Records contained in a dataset
════

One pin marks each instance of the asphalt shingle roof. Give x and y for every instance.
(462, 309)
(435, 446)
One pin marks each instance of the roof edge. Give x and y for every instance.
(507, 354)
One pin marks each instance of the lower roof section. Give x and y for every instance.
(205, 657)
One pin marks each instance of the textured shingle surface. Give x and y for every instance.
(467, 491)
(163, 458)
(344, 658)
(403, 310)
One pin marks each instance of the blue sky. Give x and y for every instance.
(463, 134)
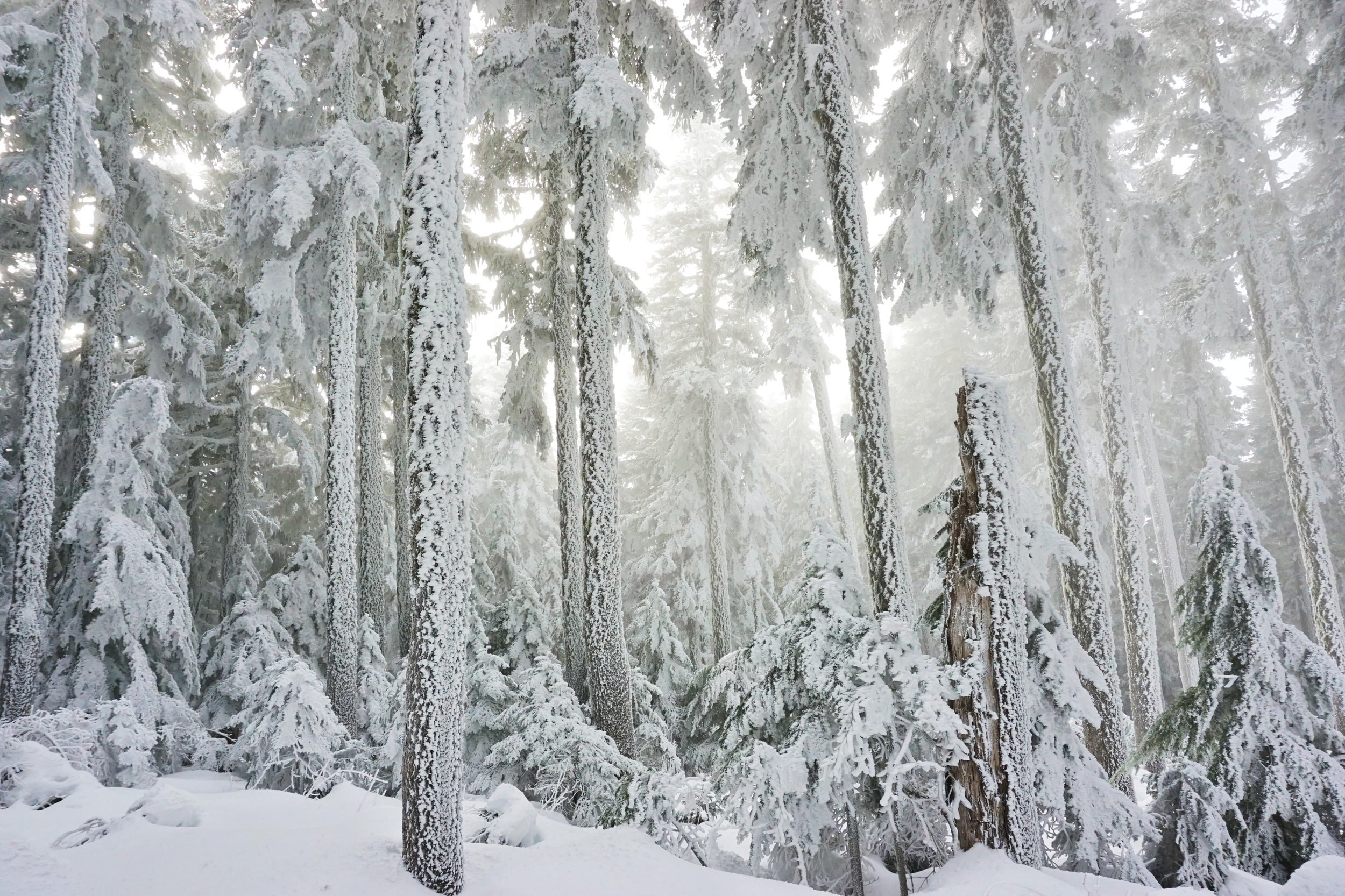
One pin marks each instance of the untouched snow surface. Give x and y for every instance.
(224, 840)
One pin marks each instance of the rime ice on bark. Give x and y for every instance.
(439, 417)
(1086, 595)
(42, 376)
(610, 673)
(889, 573)
(1262, 719)
(985, 624)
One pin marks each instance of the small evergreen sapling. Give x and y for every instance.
(1262, 717)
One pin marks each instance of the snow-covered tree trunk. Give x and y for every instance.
(237, 493)
(100, 349)
(1319, 567)
(42, 374)
(401, 483)
(372, 467)
(1319, 377)
(830, 450)
(1165, 535)
(1086, 595)
(574, 614)
(986, 623)
(1137, 596)
(610, 669)
(889, 573)
(439, 415)
(853, 852)
(719, 559)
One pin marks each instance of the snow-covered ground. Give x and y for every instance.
(205, 835)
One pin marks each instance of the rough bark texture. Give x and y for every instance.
(1086, 595)
(342, 483)
(1165, 536)
(372, 573)
(100, 350)
(401, 485)
(1319, 567)
(854, 854)
(1137, 596)
(439, 415)
(574, 616)
(237, 494)
(610, 669)
(889, 575)
(719, 552)
(986, 623)
(830, 450)
(42, 376)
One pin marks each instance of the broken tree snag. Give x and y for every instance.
(986, 629)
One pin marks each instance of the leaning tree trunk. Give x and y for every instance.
(1165, 535)
(372, 602)
(574, 615)
(1086, 595)
(1298, 467)
(439, 415)
(830, 450)
(100, 352)
(986, 623)
(237, 543)
(42, 376)
(714, 521)
(401, 483)
(1137, 596)
(889, 573)
(610, 667)
(342, 482)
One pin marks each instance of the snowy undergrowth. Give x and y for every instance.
(206, 835)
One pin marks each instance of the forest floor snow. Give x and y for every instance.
(205, 835)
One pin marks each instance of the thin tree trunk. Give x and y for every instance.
(719, 552)
(237, 497)
(42, 376)
(1137, 596)
(1298, 468)
(372, 573)
(100, 352)
(986, 622)
(610, 667)
(889, 572)
(574, 616)
(439, 416)
(1165, 535)
(1086, 595)
(853, 852)
(401, 485)
(830, 450)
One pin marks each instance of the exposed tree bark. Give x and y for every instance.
(985, 623)
(610, 669)
(372, 598)
(1086, 595)
(42, 376)
(853, 852)
(889, 572)
(574, 614)
(439, 408)
(1137, 596)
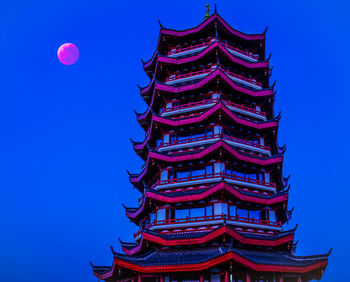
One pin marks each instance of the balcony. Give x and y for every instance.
(241, 53)
(179, 78)
(212, 220)
(212, 138)
(195, 48)
(215, 177)
(177, 52)
(207, 103)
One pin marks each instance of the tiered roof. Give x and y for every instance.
(219, 240)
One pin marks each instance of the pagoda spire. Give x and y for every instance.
(207, 16)
(214, 199)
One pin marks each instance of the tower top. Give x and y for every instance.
(207, 16)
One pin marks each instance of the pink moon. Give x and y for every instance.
(68, 53)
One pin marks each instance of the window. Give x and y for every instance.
(197, 212)
(232, 210)
(272, 215)
(182, 173)
(255, 214)
(209, 210)
(183, 213)
(242, 213)
(152, 217)
(198, 171)
(209, 169)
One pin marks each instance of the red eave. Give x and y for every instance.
(204, 81)
(219, 106)
(219, 144)
(210, 263)
(206, 238)
(210, 149)
(249, 37)
(249, 65)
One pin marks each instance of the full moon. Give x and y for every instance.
(68, 53)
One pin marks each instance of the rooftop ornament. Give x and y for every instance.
(207, 16)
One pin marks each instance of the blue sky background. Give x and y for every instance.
(65, 130)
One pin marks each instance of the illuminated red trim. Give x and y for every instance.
(210, 263)
(206, 238)
(218, 187)
(204, 81)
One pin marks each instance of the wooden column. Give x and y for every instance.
(226, 277)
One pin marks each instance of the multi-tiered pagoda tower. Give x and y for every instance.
(214, 198)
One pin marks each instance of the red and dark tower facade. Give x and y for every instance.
(214, 199)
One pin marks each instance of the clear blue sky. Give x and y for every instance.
(65, 129)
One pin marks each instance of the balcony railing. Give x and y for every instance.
(211, 218)
(197, 47)
(203, 71)
(241, 77)
(174, 51)
(214, 136)
(245, 53)
(205, 102)
(206, 71)
(211, 176)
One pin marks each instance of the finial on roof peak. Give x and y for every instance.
(207, 16)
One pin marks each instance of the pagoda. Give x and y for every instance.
(214, 199)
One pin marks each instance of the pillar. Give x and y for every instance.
(226, 276)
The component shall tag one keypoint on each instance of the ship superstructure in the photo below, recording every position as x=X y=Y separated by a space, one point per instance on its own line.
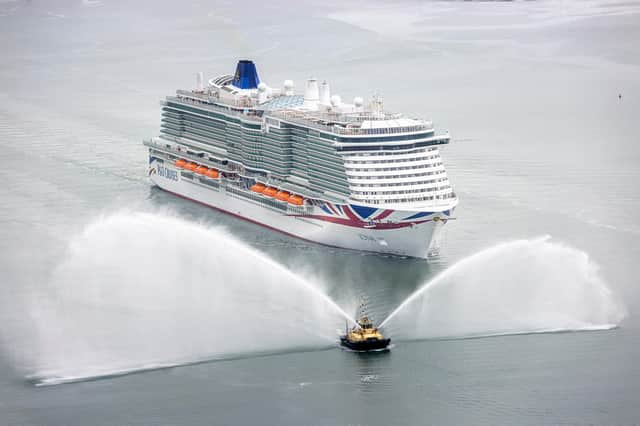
x=343 y=174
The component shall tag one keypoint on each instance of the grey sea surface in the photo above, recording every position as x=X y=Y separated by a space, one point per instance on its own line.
x=124 y=305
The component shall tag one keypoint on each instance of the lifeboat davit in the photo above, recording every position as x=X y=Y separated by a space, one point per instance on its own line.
x=282 y=195
x=296 y=200
x=201 y=170
x=258 y=187
x=270 y=191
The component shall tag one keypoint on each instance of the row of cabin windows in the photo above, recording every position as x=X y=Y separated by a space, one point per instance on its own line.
x=437 y=172
x=393 y=169
x=399 y=160
x=378 y=154
x=409 y=200
x=406 y=191
x=378 y=185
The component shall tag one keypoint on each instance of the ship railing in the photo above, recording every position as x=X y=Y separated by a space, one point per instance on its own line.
x=307 y=121
x=206 y=103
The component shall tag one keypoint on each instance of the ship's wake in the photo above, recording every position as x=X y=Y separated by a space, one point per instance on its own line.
x=140 y=291
x=525 y=286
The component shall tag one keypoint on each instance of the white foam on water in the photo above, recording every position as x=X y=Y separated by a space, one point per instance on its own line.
x=524 y=286
x=140 y=291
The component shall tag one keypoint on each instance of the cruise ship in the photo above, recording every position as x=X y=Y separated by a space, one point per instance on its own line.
x=310 y=165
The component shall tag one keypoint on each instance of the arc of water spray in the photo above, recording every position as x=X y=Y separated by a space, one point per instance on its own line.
x=452 y=269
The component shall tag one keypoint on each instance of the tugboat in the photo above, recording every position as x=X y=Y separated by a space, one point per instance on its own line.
x=364 y=336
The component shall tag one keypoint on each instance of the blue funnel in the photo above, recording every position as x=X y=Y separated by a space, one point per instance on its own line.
x=246 y=76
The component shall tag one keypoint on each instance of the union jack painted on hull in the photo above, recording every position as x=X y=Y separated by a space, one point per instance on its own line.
x=342 y=174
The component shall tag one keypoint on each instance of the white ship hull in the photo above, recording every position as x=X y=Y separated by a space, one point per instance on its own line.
x=404 y=233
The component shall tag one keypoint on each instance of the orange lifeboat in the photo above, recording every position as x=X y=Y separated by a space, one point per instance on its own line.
x=296 y=200
x=282 y=195
x=201 y=170
x=270 y=191
x=258 y=187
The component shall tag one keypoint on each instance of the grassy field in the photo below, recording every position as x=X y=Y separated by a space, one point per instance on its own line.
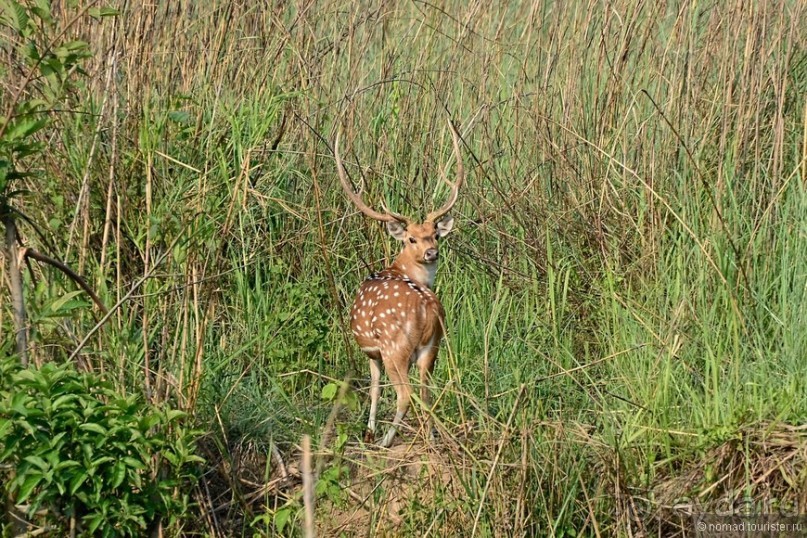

════

_Problem to work on_.
Repeat the lines of the records verbatim, starting at the line containing "of the tugboat" and stopping after the final line. Images stay out.

_Reply to the task_.
The component shall tag one keypoint on each instance of the tugboat in the photo above, recording every position as x=X y=Y separated by a space, one point per instance on its own line.
x=364 y=336
The component shall tag one keypoint on each instance of the blue funnel in the photo above, recording every position as x=X y=Y separated by a space, one point per instance on its own line.
x=246 y=76
The component shall tag one keypoint on each instance of the union jack painted on hull in the photo above, recording every position as x=X y=Y separated by a space, one point per instance on its own line.
x=342 y=174
The component shall tag one keypoint on each instance of the white ship hull in the photo above, recording every position as x=X y=Y separated by a space, one point per instance on its own line.
x=404 y=233
The component shall tag one keypoint on each instance of the orange lifeboat in the photo above, recording every position as x=X y=Y separated by a space, one point per instance on its own line.
x=296 y=200
x=282 y=195
x=201 y=170
x=270 y=191
x=258 y=187
The component shall tag one keypoint on each instance of the grassy field in the photo below, recording every position as x=X y=Y separated by a space, one point per instance on its own line.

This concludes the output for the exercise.